Stored data entries:

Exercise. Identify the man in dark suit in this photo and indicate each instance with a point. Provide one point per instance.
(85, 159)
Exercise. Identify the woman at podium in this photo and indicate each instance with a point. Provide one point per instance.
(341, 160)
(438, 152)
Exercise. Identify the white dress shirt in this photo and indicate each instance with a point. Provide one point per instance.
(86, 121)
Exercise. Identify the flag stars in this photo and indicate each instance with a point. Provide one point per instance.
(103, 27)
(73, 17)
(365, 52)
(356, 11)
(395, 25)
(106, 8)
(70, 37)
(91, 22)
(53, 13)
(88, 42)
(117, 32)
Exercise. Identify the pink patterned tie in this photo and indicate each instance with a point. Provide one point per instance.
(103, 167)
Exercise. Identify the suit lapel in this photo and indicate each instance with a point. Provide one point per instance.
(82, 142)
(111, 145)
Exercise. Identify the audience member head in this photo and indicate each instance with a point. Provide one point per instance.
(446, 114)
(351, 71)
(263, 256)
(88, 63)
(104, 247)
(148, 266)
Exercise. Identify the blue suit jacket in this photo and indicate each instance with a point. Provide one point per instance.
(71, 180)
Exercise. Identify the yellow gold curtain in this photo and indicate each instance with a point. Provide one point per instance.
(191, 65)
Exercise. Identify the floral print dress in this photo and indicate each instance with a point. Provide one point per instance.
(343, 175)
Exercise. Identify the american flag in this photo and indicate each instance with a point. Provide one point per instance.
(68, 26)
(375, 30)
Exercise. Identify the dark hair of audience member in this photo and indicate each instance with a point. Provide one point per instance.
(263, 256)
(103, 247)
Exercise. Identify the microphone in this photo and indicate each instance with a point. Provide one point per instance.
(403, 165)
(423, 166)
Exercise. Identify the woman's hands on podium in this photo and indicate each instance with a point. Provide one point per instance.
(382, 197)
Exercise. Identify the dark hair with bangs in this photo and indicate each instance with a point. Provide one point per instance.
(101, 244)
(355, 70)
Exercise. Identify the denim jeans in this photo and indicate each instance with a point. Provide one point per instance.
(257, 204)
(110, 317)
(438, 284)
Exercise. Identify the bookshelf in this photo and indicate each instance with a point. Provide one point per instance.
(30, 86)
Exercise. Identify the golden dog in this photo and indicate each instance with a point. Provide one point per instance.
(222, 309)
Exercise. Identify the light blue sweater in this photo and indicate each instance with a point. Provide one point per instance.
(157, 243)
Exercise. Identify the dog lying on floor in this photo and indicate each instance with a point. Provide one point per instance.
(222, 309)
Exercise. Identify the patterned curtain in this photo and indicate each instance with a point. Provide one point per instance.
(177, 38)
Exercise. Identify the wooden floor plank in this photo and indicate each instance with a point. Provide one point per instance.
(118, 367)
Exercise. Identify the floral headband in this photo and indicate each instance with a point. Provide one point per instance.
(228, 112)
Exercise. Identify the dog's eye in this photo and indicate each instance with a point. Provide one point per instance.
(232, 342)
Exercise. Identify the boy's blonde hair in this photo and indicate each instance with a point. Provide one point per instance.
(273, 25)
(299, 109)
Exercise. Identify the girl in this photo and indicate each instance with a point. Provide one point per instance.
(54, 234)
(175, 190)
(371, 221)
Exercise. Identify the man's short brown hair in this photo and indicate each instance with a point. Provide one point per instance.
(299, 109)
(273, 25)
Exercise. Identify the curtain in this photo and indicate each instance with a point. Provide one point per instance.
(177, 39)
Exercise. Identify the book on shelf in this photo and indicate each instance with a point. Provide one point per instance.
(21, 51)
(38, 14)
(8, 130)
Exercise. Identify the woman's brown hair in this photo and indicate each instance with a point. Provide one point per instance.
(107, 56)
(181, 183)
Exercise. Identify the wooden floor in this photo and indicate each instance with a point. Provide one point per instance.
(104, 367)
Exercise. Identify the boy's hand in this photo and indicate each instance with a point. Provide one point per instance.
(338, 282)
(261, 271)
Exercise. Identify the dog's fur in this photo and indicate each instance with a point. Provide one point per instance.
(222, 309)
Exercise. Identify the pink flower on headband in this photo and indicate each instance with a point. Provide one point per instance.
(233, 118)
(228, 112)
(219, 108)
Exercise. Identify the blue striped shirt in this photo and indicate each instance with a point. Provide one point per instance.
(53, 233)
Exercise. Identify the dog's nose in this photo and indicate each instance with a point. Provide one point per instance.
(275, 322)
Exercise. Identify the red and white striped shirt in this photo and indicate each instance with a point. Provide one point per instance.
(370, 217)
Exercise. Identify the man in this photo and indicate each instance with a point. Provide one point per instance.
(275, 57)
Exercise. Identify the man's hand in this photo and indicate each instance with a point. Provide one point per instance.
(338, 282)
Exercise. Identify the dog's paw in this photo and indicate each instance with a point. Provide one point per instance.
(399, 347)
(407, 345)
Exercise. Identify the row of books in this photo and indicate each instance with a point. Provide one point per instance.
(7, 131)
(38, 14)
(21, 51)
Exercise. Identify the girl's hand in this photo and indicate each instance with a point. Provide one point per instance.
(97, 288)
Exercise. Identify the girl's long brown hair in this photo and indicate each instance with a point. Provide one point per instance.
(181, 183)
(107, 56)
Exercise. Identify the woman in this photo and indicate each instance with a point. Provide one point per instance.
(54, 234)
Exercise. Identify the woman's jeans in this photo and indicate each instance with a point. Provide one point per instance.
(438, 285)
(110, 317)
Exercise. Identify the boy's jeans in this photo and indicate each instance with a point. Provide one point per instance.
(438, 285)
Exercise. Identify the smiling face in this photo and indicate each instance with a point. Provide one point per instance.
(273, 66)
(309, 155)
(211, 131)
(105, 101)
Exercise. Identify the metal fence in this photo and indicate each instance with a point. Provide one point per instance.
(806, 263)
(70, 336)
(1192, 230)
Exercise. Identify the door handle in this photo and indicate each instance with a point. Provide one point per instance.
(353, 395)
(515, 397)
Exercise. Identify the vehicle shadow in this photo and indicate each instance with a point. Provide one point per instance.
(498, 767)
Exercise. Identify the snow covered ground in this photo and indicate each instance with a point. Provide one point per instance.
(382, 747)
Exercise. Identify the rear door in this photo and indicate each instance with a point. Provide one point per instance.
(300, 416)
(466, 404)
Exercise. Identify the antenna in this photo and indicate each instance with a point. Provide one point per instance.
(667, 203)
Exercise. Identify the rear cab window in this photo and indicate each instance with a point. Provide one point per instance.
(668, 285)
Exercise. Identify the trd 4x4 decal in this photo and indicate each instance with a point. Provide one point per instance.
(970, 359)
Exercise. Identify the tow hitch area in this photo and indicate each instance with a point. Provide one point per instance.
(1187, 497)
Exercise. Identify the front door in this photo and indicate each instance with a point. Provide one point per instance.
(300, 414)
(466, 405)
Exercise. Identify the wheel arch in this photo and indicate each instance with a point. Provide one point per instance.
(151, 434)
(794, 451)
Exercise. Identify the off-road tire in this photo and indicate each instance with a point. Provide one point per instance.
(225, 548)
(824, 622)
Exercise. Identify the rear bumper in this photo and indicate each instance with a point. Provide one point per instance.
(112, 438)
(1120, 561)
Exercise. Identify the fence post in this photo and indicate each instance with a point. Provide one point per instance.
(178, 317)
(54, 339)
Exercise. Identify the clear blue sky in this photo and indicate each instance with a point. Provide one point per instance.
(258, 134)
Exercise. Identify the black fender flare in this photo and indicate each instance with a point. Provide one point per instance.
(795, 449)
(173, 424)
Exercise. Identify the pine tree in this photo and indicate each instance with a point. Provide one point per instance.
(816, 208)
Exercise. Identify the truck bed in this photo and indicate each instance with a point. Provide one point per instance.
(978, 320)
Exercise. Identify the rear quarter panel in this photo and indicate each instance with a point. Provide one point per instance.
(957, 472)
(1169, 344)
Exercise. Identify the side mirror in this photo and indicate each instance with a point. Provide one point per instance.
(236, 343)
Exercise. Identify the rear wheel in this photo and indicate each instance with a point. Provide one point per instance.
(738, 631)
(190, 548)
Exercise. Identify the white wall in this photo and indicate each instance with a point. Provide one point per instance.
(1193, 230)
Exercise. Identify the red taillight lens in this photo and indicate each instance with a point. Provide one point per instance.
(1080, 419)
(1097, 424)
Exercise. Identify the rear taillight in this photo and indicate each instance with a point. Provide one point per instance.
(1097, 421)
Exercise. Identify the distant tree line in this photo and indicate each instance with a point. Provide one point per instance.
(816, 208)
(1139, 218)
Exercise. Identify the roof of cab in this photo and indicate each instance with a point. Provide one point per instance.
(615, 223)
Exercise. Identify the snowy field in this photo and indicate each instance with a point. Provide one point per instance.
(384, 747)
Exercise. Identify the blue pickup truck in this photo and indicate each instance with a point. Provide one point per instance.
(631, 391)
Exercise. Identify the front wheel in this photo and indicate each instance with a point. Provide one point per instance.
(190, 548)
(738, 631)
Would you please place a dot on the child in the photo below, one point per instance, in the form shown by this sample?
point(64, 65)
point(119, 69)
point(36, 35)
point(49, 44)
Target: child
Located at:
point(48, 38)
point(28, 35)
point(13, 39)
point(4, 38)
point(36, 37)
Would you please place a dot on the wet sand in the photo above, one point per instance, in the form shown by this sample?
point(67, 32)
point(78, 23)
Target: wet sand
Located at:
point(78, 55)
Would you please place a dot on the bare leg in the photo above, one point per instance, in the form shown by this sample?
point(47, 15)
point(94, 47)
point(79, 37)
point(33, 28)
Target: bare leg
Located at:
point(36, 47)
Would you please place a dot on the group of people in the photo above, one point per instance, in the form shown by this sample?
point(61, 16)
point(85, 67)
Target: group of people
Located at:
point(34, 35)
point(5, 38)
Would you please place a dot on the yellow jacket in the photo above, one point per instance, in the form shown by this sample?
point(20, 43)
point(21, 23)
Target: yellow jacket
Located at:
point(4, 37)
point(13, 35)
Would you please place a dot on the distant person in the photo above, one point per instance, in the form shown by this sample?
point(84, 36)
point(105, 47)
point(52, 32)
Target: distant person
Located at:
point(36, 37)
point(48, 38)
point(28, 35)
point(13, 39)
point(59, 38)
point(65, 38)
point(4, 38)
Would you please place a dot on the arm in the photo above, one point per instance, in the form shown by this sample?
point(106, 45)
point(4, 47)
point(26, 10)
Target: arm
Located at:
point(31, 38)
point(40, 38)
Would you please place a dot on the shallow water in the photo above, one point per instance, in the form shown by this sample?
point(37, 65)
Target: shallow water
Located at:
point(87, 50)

◆ What you need to do:
From the records above, show each line that contains the word "sand".

◆ Exercise answer:
Would you please place a dot on the wet sand in the photo above, one point per instance, in the form shown by this sample?
Target: wet sand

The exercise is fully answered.